Выйдя из себя, регент прибегает к последнему средству: умоляет свою дочь. Приподнявшись на подушках, агонизирующая женщина бросает ему:
«Вы трус и глупец, если сносите оскорбления этих собак, вместо того чтобы выкинуть их в окно, как они заслужили!»
Аббат Ланже решил не отступать. Он уселся перед закрытой дверью и просидел так четыре дня, ожидая, пока Мессалина умрет и душа ее достанется дьяволу. Но он проиграл. Принцесса 3 апреля разродилась от бремени девочкой, которая тут же умерла, а сама начала поправляться.
На сей раз унижение оказалось жестоким, и заговорщики выиграли битву, проигранную во время представления «Эдипа». И пока поправившаяся герцогиня де Бёрри с 9 апреля жила в уединении в Медоне, регент, запершись в Пале-Рояль, приходил в себя. Он винил себя за наивность, с которой полагал, будто милость и честность смогут выбить оружие из рук его врагов. Если кружившая рядом смерть застанет его врасплох, что станет с государством, с его близкими? Хаос, коррупция, скандалы… Какое пробуждение после столь благородных порывов!

# ПРИВЕДЁННЫЕ ДАННЫЕ
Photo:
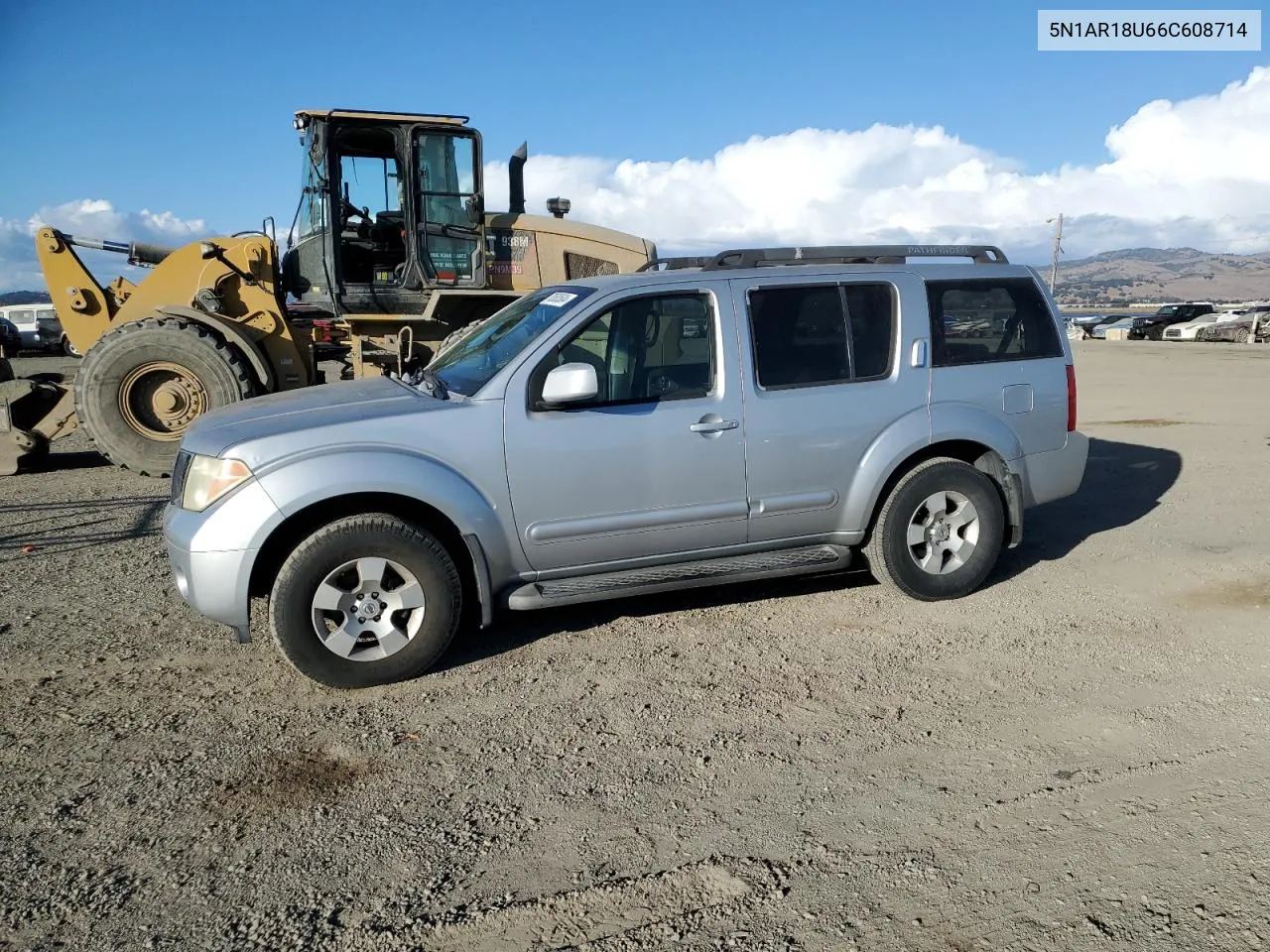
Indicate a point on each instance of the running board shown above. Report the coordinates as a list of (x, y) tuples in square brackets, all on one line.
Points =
[(672, 578)]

# ЗАДАНИЕ A
Выпишите из отрывка все имена собственные и поставьте каждое в начальную форму.
# ЗАДАНИЕ B
Отредактируйте часть отрывка между словами «Аббат Ланже решил» и «сама начала поправляться.» включительно, заменив «четыре дня» на «три дня».
Приведённые строки для работы не требуются.

# ПИСЬМЕННЫЙ ОТВЕТ A
Ланже, Мессалина, «Эдип», де Бёрри, Медон, Пале-Рояль

# ПИСЬМЕННЫЙ ОТВЕТ B
Аббат Ланже решил не отступать. Он уселся перед закрытой дверью и просидел так три дня, ожидая, пока Мессалина умрет и душа ее достанется дьяволу. Но он проиграл. Принцесса 3 апреля разродилась от бремени девочкой, которая тут же умерла, а сама начала поправляться.